» **Problem requirements**
Once you have read the data below, please repeat all of it exactly.

» **Material for this exercise**
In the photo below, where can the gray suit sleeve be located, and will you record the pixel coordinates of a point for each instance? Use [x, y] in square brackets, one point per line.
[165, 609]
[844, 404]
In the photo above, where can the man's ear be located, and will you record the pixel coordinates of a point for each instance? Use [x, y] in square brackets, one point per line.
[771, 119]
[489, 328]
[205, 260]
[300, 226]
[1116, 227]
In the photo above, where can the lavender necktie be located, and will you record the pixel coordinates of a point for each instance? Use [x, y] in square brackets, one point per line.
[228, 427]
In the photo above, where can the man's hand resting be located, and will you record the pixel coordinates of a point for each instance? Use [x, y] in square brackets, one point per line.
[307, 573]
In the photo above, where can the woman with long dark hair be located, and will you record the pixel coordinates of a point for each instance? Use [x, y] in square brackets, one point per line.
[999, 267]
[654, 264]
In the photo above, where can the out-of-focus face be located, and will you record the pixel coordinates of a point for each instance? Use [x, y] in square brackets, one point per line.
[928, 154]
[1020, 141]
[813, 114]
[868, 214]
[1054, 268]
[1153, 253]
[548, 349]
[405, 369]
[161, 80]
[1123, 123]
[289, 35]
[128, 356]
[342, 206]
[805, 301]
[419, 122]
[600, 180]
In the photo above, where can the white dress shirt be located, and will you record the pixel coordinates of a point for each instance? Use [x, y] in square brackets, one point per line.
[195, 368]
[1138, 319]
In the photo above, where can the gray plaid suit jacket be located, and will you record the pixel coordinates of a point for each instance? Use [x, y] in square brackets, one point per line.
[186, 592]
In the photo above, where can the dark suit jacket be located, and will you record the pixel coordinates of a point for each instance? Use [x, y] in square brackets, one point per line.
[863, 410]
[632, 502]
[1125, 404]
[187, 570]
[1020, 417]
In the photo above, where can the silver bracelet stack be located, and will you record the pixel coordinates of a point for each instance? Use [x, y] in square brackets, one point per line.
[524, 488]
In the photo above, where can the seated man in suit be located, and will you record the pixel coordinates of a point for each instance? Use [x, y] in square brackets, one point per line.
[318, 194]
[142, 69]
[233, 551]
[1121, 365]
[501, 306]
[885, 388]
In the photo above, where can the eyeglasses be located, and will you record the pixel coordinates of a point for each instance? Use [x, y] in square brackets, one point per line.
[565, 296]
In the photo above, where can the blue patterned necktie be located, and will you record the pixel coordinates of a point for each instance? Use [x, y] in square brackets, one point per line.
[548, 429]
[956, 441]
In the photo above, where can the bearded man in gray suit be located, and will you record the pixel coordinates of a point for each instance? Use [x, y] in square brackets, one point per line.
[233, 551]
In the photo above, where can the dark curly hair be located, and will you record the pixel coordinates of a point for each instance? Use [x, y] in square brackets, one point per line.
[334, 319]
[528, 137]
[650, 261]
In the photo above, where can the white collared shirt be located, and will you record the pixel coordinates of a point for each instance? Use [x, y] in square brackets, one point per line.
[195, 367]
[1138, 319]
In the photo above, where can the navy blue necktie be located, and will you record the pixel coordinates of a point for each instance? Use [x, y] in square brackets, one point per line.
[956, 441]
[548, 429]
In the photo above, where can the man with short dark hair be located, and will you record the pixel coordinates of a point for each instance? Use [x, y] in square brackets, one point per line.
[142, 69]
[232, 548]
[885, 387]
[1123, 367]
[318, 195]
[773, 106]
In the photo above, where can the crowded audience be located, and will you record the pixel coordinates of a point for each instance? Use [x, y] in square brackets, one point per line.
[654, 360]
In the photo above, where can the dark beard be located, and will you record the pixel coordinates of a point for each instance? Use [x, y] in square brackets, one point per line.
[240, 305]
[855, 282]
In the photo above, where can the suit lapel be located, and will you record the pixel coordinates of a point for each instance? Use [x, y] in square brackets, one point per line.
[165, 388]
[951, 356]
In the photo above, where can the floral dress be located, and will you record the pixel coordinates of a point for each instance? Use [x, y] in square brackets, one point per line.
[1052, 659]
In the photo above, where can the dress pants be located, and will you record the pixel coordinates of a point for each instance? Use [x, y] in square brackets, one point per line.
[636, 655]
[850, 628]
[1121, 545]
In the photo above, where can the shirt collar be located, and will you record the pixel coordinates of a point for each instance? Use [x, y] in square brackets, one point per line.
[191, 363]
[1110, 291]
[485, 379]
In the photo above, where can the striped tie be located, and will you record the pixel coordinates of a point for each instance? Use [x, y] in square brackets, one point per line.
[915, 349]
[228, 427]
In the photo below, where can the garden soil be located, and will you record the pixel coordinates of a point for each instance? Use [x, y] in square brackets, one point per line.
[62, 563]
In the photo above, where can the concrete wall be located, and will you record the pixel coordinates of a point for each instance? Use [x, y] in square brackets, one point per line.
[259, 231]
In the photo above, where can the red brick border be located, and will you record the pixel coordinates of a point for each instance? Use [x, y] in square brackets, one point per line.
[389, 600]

» **Exercise solution**
In the photo below, where can the gray suit sleeve be located, and will you record the pixel coordinates of a point for each instance? Use [x, y] in square brackets, one point per line.
[165, 609]
[844, 404]
In the photo above, where can the man's ear be located, and will you record the pixel coordinates of a point for each instance? Use [x, y] in square brackets, one point per line.
[771, 119]
[489, 328]
[205, 260]
[300, 226]
[1116, 227]
In the photo above, where can the lavender necktie be located, and will you record the pixel coordinates of a point for each instance? Use [x, y] in square brackets, one point per line.
[228, 427]
In the photo above, where can the man's hand resting be located, and will you record the pixel coordinates of a point for each instance? Use [x, y] in square brackets, one point per line.
[307, 573]
In the photo above, where can the woman with long dark hair be located, and will you record the pixel coordinates of a point for each instance? Use [x, y] in square brackets, one point per line.
[999, 267]
[654, 264]
In the photo above, where can the out-of-focus face be located, and will you record the pixel coordinates of a point for each instance? Use [x, y] in square brackets, one point per line.
[928, 154]
[1020, 141]
[813, 114]
[868, 214]
[1054, 268]
[1153, 253]
[548, 349]
[405, 369]
[161, 80]
[1123, 123]
[289, 35]
[128, 356]
[342, 206]
[805, 301]
[419, 122]
[600, 180]
In the photo above, where can the white dress shirt be located, and will you record the pixel coordinates of a point for each instance? Use [x, y] in square brackets, one point per line.
[195, 368]
[1138, 319]
In the photo above, where can the gray plaid suit jacket be located, and will you record the pixel coordinates of a point for each instance? Use [x, y] in square brackets, one point per line.
[186, 592]
In the photo above, where can the dark suit jacket be located, and will you record the pixel coordinates of a point for each instance? Use [x, y] in square brackets, one point per line.
[863, 410]
[632, 502]
[1125, 404]
[187, 570]
[1020, 417]
In the photo above, where can the silver bracelet stack be located, and will you record the pixel coordinates of a point for each instance? Use [x, y] in square brackets, one point per line.
[524, 488]
In the photo above, where can the seated man in suit be located, and will you record the pixel coordinates of a point for each instance? Use [x, y] in square brackets, one point per line.
[318, 194]
[142, 69]
[233, 551]
[1121, 365]
[501, 306]
[885, 388]
In the photo above, where can the eyeglasses be located, and will you record the pixel coordinates of a point for each instance? Use [x, y] in square brackets, one point per line.
[565, 296]
In the photo above, where can the blue patterned necktie be located, and will you record the pixel coordinates of a point for each instance? Use [x, y] in square brackets, one point per line.
[548, 429]
[956, 441]
In the photo above, where can the bearded man in gray suit be located, and will you record the pixel coordinates of a point for each instance? Use [x, y] in square brackets, one point per line.
[233, 551]
In the photo above, where can the dark curly hair be located, and will you record the pixel coordinates of a point for each instance? Use [x, y] in square brackets, one point per line.
[334, 319]
[528, 137]
[650, 261]
In the photo above, where can the white collared shirt be located, and will you record the pixel coordinates of a point for each instance? Use [x, y] in square brackets, one point per line.
[195, 367]
[1138, 319]
In the photo above, where can the navy blue necktie be located, and will you record the pixel coordinates of a point for each instance? Use [x, y] in square brackets, one point per line.
[956, 441]
[548, 429]
In the photo above, where can the man with short dark hair be located, and will you record the pixel coordinates of a point for each instance? Use [x, y] in square brackets, one point per line.
[142, 69]
[232, 548]
[885, 387]
[1123, 367]
[318, 195]
[773, 106]
In the photo above, where can the crowded audience be located, and will you record the pixel coordinates of a point for each instance? Use [x, y] in square brackets, one point per line.
[654, 360]
In the photo above, where can the dark beard be located, and will you record the pixel coordinates of a point for each instance? Use [x, y] in square brackets, one point per line.
[240, 305]
[855, 282]
In the photo above, where can the suit lapel be located, and will you record the pixel coordinates of a point for each instance? Use [x, y] in square brackets, one point per line.
[165, 388]
[951, 356]
In the photo above, where can the floral dress be located, and will you record the pixel coordinates of a point for each instance? Use [x, y] in square brackets, one point per line.
[1052, 659]
In the photo above, where can the dress pants be located, and will you record the pixel coordinates of a point for each instance? Use [x, y] in square brackets, one point per line.
[636, 655]
[850, 628]
[1121, 545]
In the photo above, where can the shirt collar be located, and will you record the pixel coordinates of a point for each instance? Use [x, y] in square brackets, one point per line.
[191, 363]
[1110, 291]
[485, 379]
In the photo above, where can the striped tie be located, and will you record the pixel coordinates of a point for each instance? Use [x, y] in square brackets, one point per line.
[915, 349]
[228, 427]
In the photo below, where can the garden soil be located, and will you record the pixel coordinates of a point for each instance? Use [x, y] in square brackets, one point per line.
[62, 563]
In the photo above, where can the concrete wall be located, and will you record the pixel coordinates of a point for each instance? Use [x, y] in square brackets, one point per line.
[259, 231]
In the photo above, where can the red brick border be located, and will you record the pixel coordinates of a point for each instance? Use [x, y] in square brackets, one point per line.
[389, 600]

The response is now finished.